| ASSIGNED TASK |
In the data below, find every line that has the string "each", and copy it.

| RECORDS TO PROCESS |
════
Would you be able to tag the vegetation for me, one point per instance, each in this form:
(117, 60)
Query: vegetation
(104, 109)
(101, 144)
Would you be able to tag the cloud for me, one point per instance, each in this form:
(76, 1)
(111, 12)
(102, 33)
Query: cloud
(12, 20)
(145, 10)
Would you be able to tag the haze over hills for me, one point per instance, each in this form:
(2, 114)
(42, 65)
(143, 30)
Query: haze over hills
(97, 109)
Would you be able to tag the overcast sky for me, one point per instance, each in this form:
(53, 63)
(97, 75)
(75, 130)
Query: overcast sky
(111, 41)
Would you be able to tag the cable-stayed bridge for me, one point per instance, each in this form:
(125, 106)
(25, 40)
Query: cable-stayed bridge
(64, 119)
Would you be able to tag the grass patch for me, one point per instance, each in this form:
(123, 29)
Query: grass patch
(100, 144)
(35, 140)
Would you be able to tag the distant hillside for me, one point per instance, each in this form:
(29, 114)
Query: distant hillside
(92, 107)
════
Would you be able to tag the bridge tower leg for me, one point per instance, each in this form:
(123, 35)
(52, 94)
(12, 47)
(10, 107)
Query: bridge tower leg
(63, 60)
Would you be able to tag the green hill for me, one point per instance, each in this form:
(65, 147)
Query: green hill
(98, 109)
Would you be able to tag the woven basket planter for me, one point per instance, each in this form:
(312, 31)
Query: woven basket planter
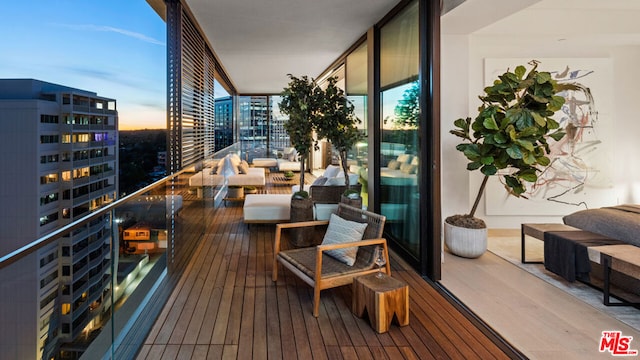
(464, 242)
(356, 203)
════
| SOLUTION FOR THIS PROBLEM |
Would you be able to tag the vegetation for me, one point per instance, each in this form:
Would you be able to tag the cloud for me, one point per instance, each in this form:
Would you be able to tag the haze over hills for me, one point per instance, each in this form:
Would you be able to tag the overcast sky for me, one point per instance, each in this form:
Would you be able to tag the cable-stayed bridge for me, one point per instance, each in this form:
Would you be able to tag the grass patch for me, one point per instance, each in this form:
Would you be able to tag the distant hillside for me, one point per instance, each in this form:
Would you be able to tag the bridge tower leg for me, one point per instance, each in this form:
Would you be able to tag the green hill for me, one point per instance, each in this form:
Would you be able to tag the woven basket planter for me, one point per instance, each in this form:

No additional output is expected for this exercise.